-- Opening Marker --
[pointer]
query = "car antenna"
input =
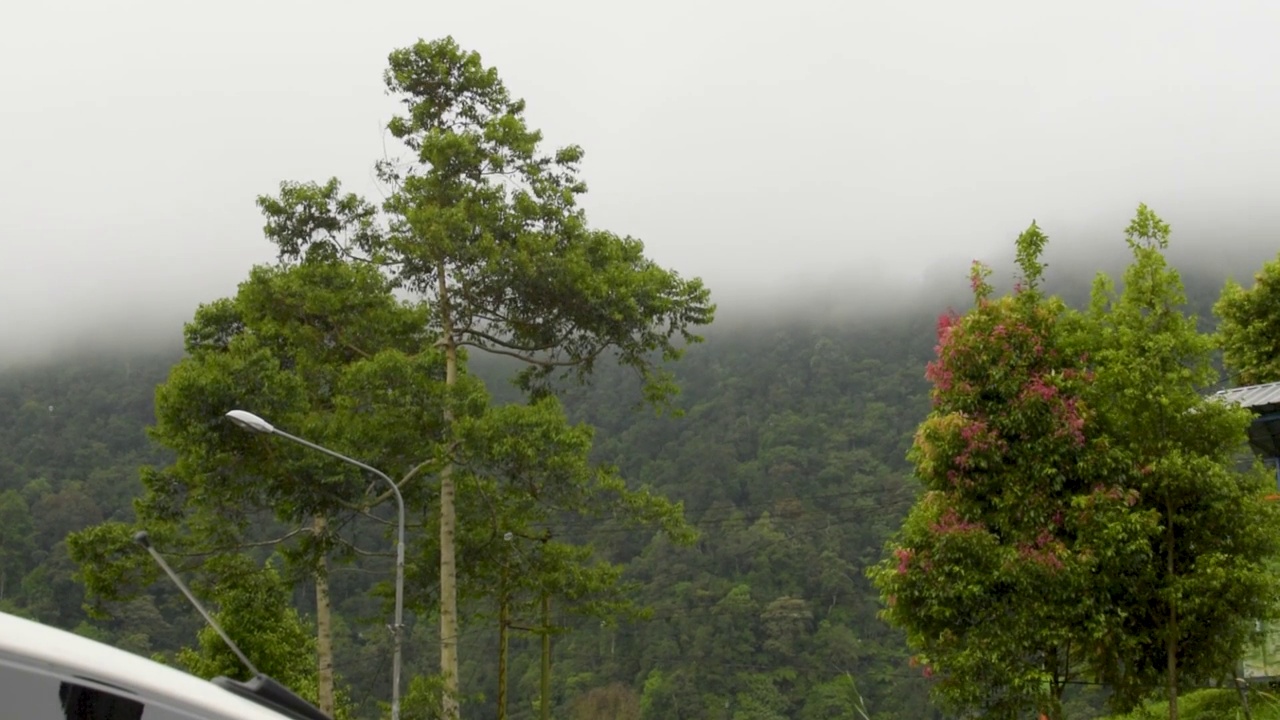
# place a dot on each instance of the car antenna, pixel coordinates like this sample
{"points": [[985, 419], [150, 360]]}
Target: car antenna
{"points": [[261, 688]]}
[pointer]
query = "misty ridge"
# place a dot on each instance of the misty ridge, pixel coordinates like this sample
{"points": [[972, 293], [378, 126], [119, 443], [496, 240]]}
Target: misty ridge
{"points": [[1206, 251]]}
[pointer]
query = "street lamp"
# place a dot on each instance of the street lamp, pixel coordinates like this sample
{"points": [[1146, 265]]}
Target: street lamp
{"points": [[256, 424]]}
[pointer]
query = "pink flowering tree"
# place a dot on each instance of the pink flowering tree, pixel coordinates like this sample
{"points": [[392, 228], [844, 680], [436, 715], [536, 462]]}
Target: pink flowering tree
{"points": [[992, 572]]}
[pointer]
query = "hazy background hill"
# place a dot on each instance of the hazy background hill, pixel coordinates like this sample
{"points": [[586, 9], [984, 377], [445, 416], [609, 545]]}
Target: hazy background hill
{"points": [[790, 459]]}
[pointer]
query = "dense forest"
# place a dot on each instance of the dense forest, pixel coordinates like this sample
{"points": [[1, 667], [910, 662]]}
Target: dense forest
{"points": [[789, 456], [611, 502]]}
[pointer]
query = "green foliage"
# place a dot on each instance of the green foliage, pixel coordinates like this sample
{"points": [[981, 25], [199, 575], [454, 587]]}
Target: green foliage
{"points": [[487, 222], [1083, 507], [992, 570], [1249, 327], [254, 610], [1185, 614]]}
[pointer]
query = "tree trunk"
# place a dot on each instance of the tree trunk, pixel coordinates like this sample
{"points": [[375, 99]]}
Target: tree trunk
{"points": [[503, 624], [324, 630], [1171, 639], [545, 691], [448, 522]]}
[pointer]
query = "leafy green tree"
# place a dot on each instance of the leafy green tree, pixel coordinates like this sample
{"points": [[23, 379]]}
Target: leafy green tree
{"points": [[1249, 327], [485, 223], [284, 346], [252, 607], [991, 573], [1187, 614]]}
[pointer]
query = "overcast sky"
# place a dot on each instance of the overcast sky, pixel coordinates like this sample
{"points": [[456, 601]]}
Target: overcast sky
{"points": [[762, 145]]}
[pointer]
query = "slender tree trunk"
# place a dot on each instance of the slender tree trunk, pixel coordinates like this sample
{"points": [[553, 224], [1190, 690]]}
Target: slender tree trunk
{"points": [[448, 522], [545, 700], [324, 630], [1171, 641], [503, 624]]}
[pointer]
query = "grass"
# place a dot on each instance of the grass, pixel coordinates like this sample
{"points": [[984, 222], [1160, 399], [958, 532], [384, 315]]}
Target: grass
{"points": [[1210, 705]]}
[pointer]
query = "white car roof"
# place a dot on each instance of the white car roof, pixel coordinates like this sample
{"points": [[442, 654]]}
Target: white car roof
{"points": [[46, 650]]}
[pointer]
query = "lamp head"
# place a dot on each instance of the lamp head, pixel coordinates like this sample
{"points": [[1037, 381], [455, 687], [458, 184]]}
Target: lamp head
{"points": [[250, 422]]}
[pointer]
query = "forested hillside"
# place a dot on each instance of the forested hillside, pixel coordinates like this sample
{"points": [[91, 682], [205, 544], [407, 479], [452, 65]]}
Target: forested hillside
{"points": [[789, 458]]}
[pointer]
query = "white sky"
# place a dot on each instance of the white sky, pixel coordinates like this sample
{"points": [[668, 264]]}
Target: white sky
{"points": [[758, 145]]}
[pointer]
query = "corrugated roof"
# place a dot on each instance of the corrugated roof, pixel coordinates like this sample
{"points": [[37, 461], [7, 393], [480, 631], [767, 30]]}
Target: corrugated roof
{"points": [[1252, 396]]}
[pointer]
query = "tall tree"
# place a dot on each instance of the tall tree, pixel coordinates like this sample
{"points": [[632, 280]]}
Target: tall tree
{"points": [[992, 572], [1249, 327], [1188, 613], [485, 223], [286, 346]]}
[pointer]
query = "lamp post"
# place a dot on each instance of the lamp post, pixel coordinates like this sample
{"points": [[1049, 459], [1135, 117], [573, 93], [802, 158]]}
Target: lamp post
{"points": [[256, 424]]}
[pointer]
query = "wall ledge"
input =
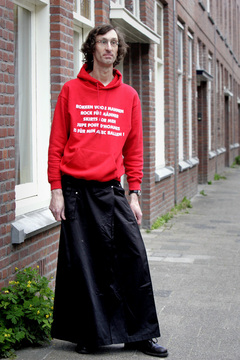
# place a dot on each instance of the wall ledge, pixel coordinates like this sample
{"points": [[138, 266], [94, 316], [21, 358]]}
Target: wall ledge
{"points": [[30, 224]]}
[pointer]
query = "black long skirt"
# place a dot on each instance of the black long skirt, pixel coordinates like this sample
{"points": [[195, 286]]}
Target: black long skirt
{"points": [[103, 289]]}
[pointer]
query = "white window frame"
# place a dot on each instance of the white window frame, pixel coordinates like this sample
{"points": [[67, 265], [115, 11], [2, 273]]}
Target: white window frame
{"points": [[209, 104], [77, 54], [180, 91], [30, 189], [159, 98], [35, 195], [136, 8], [190, 95]]}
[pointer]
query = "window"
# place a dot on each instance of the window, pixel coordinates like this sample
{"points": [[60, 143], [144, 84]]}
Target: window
{"points": [[180, 91], [190, 97], [24, 99], [32, 105], [136, 10], [209, 104], [84, 12], [77, 54], [159, 93]]}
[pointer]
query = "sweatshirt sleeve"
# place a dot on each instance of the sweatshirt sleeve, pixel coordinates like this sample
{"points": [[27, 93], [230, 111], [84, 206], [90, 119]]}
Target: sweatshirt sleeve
{"points": [[133, 148], [58, 139]]}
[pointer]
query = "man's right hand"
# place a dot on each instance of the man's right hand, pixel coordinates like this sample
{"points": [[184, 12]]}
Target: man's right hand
{"points": [[57, 205]]}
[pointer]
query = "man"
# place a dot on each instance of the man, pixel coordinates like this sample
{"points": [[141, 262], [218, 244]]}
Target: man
{"points": [[103, 288]]}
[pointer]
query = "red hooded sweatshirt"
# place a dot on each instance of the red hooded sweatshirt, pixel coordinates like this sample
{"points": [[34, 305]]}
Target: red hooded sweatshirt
{"points": [[96, 132]]}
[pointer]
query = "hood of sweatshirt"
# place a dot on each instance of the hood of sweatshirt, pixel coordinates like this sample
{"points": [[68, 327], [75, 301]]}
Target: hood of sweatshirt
{"points": [[93, 83]]}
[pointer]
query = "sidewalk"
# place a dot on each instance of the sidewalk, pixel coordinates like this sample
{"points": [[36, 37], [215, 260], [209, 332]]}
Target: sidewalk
{"points": [[195, 268]]}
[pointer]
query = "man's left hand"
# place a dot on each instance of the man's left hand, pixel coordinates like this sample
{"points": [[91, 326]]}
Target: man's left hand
{"points": [[134, 204]]}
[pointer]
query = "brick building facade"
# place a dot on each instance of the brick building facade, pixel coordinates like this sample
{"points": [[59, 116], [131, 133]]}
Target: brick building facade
{"points": [[184, 61]]}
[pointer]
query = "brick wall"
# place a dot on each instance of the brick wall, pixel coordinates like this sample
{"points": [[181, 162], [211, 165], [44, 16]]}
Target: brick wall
{"points": [[7, 154]]}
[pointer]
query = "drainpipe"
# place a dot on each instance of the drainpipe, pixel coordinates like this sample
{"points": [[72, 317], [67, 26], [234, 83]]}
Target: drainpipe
{"points": [[175, 103], [215, 100]]}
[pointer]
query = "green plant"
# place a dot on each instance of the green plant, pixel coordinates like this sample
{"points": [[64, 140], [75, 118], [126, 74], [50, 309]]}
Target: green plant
{"points": [[218, 177], [237, 160], [185, 203], [26, 307]]}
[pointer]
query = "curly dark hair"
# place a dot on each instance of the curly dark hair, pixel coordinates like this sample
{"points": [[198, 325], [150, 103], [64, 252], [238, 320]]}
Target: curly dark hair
{"points": [[88, 47]]}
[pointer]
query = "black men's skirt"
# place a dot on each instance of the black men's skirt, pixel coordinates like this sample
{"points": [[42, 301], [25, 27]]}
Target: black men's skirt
{"points": [[103, 287]]}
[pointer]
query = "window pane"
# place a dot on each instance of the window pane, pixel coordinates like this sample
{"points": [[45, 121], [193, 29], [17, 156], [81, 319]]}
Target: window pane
{"points": [[159, 31], [85, 8], [75, 5], [23, 95], [180, 49]]}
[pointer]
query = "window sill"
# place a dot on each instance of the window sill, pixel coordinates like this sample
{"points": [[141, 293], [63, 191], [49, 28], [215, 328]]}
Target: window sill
{"points": [[32, 224], [234, 146], [221, 151], [193, 162], [183, 165], [163, 173], [212, 154]]}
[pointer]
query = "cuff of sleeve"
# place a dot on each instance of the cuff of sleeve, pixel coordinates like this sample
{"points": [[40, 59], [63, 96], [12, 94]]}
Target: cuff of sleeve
{"points": [[56, 184], [134, 186]]}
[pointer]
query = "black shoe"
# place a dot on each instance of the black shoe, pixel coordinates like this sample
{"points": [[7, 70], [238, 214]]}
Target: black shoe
{"points": [[81, 349], [148, 347]]}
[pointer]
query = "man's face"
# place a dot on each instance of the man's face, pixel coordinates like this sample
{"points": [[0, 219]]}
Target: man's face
{"points": [[106, 49]]}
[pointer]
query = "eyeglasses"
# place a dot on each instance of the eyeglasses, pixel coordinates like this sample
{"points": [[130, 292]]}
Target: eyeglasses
{"points": [[104, 42]]}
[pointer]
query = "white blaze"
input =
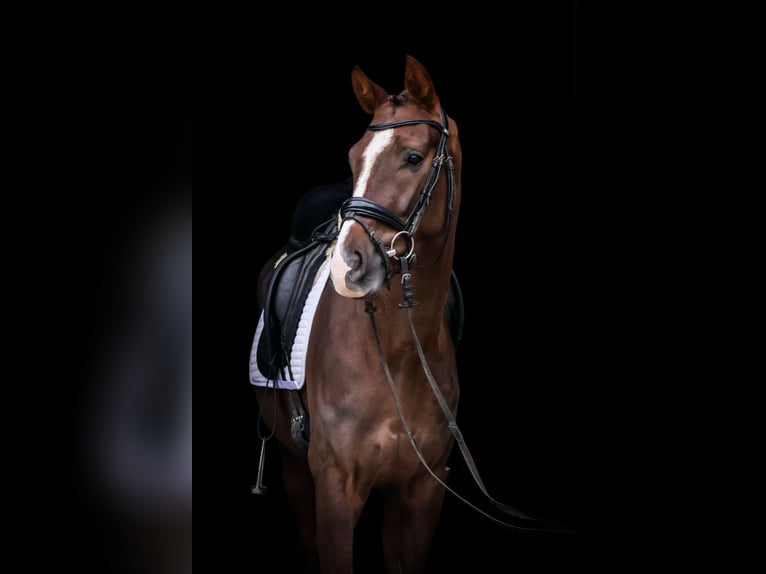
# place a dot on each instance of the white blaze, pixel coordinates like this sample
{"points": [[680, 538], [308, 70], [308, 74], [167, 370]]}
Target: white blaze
{"points": [[377, 144], [338, 267]]}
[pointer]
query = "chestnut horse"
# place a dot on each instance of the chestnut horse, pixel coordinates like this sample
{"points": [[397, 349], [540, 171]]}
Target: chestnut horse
{"points": [[381, 380]]}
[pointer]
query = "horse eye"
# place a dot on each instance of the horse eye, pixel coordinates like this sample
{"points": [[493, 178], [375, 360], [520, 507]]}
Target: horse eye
{"points": [[414, 159]]}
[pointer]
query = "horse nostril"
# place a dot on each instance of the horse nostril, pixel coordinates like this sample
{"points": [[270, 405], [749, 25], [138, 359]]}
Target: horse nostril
{"points": [[355, 261]]}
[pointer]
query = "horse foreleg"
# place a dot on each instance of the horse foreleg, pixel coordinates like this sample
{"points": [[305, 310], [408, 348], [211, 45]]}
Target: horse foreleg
{"points": [[409, 525], [299, 489], [339, 506]]}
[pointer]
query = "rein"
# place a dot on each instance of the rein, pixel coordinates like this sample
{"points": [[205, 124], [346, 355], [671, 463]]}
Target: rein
{"points": [[534, 523], [358, 207]]}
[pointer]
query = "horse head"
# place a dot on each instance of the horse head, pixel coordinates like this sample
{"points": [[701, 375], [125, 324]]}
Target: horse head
{"points": [[405, 169]]}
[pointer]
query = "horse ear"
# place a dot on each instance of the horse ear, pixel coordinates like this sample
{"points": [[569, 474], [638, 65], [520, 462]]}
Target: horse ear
{"points": [[369, 94], [418, 83]]}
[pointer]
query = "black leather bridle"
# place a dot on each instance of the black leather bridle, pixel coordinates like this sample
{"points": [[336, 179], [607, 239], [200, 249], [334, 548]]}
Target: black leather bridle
{"points": [[358, 207]]}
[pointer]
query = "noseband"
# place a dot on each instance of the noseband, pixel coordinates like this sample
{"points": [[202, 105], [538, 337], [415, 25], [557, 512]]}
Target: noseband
{"points": [[357, 207]]}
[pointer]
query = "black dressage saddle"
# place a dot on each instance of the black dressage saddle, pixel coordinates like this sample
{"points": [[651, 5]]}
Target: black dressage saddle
{"points": [[313, 228]]}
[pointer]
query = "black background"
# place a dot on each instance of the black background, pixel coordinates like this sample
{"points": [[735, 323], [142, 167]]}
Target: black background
{"points": [[287, 116]]}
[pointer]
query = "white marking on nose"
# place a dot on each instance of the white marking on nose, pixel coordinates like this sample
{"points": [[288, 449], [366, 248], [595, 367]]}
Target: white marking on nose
{"points": [[378, 143]]}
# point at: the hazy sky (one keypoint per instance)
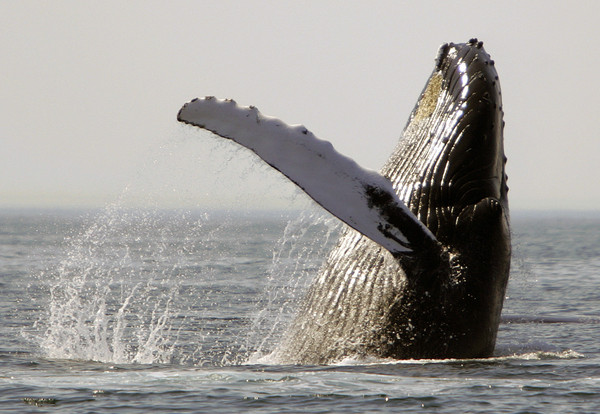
(90, 92)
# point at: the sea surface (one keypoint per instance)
(134, 311)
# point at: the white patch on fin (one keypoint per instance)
(336, 182)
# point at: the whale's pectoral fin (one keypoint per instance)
(361, 198)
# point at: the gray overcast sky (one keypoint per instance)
(90, 92)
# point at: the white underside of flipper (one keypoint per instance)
(333, 180)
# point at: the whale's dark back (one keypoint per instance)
(448, 168)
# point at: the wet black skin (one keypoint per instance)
(444, 299)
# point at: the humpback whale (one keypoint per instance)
(422, 268)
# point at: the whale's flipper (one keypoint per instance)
(363, 199)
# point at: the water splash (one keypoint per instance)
(297, 258)
(111, 296)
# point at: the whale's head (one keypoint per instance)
(450, 158)
(449, 169)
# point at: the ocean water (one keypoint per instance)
(136, 311)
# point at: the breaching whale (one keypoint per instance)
(421, 271)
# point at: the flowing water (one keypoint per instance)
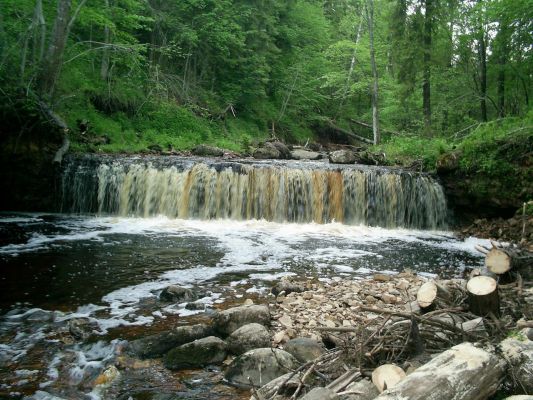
(227, 229)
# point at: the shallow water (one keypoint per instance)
(56, 267)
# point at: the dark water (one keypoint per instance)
(110, 270)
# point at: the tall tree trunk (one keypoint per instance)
(375, 115)
(39, 35)
(53, 60)
(426, 85)
(352, 64)
(104, 67)
(54, 56)
(483, 74)
(503, 52)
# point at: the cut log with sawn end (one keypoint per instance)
(483, 297)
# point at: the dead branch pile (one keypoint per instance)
(402, 321)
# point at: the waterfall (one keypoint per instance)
(284, 192)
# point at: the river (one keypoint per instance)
(109, 269)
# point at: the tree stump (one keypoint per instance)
(502, 261)
(386, 376)
(429, 294)
(483, 297)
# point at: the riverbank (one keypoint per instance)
(342, 338)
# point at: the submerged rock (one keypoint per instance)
(304, 349)
(201, 352)
(228, 321)
(342, 157)
(81, 328)
(287, 287)
(177, 294)
(248, 337)
(300, 154)
(203, 150)
(259, 366)
(272, 150)
(158, 344)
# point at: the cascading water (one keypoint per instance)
(242, 190)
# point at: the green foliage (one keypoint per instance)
(405, 150)
(226, 71)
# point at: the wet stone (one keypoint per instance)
(259, 366)
(304, 349)
(158, 344)
(228, 321)
(248, 337)
(201, 352)
(177, 294)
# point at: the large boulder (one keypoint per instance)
(177, 294)
(519, 355)
(284, 151)
(228, 321)
(321, 393)
(158, 344)
(361, 390)
(300, 154)
(203, 150)
(201, 352)
(304, 349)
(272, 150)
(259, 366)
(282, 387)
(248, 337)
(342, 157)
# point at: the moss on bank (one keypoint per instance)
(489, 167)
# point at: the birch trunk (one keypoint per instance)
(375, 112)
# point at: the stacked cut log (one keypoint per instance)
(430, 294)
(483, 297)
(506, 261)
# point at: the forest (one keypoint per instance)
(422, 76)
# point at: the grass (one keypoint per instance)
(167, 125)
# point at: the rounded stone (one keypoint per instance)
(248, 337)
(201, 352)
(259, 366)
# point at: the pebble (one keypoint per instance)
(338, 303)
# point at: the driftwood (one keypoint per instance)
(519, 357)
(483, 296)
(430, 293)
(386, 376)
(503, 260)
(475, 373)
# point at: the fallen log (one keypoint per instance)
(475, 326)
(462, 373)
(349, 134)
(429, 295)
(387, 376)
(483, 297)
(500, 261)
(519, 357)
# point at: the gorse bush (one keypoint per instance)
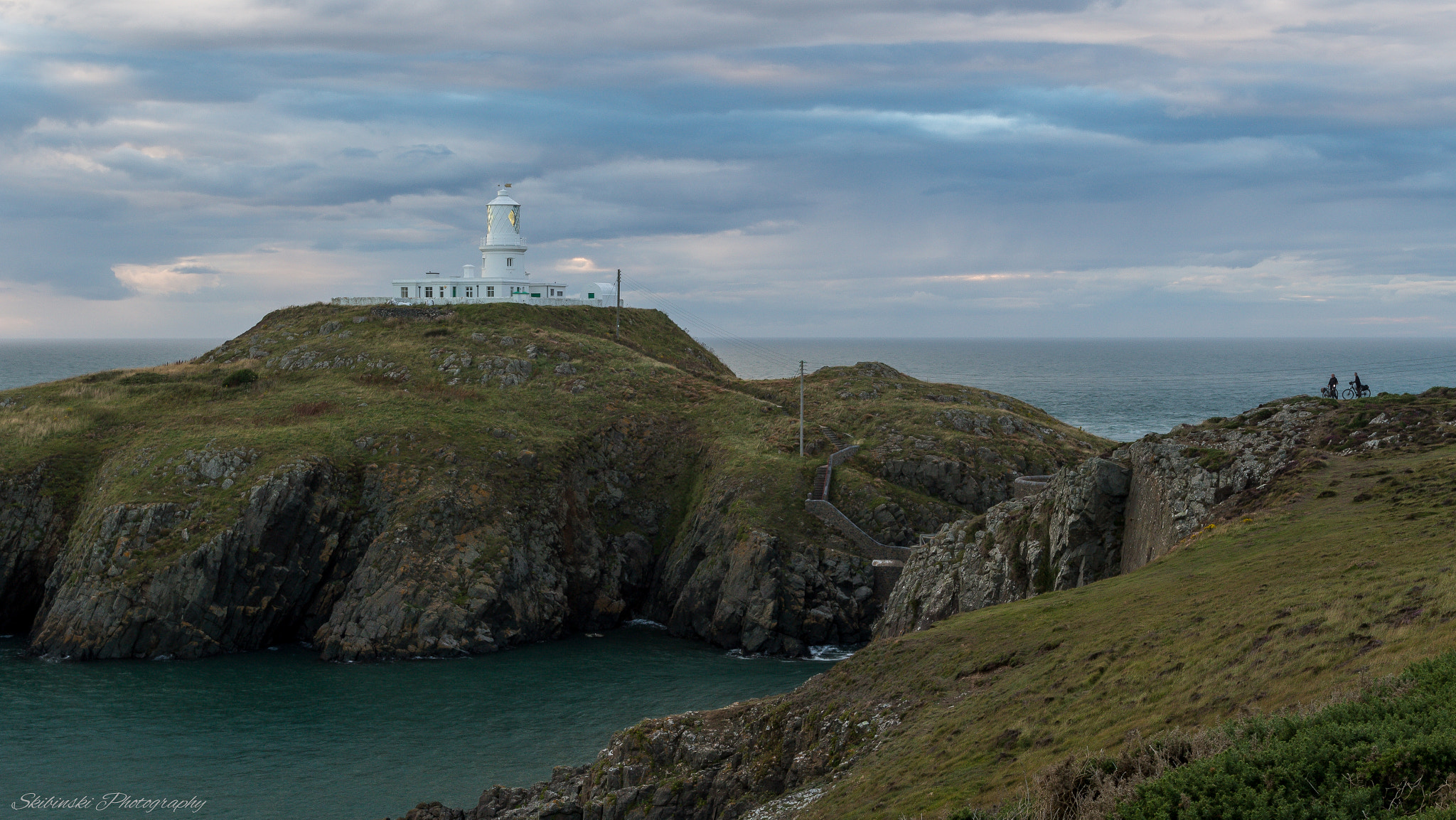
-- Closing Marker --
> _BRIEF_
From the data above, return every line from the line that has "# place a dot on each instance of the leafy" up to and including the line that has "# place a dot on each instance of the white car", exactly.

> _SOLUTION FOR THIS PROBLEM_
# place a dot on each instance of the leafy green tree, pixel coordinates like this sample
{"points": [[23, 379]]}
Target: leafy green tree
{"points": [[1249, 327], [485, 223], [284, 346], [252, 607], [991, 573], [1187, 614]]}
[pointer]
query = "overcast sky"
# place a dot on each instance of the overcast sky, pixel coordinates like this sample
{"points": [[456, 601]]}
Target: overcast sky
{"points": [[762, 145]]}
[pointer]
query = "slender tree trunk"
# place a dot on each instance of the slender tree trunk, pixel coordinates like this sample
{"points": [[553, 224], [1190, 690]]}
Target: slender tree trunk
{"points": [[448, 522], [545, 700], [324, 630], [1171, 641], [503, 624]]}
[pointer]
query = "grass"
# place a dot on each instance of the grass, pixel coordinates like this sample
{"points": [[984, 222], [1160, 399], [958, 532], [384, 315]]}
Target: grass
{"points": [[1210, 705]]}
[pointer]
query = "white car roof"
# place a dot on each instance of the white car roof, pixel coordinates like this sample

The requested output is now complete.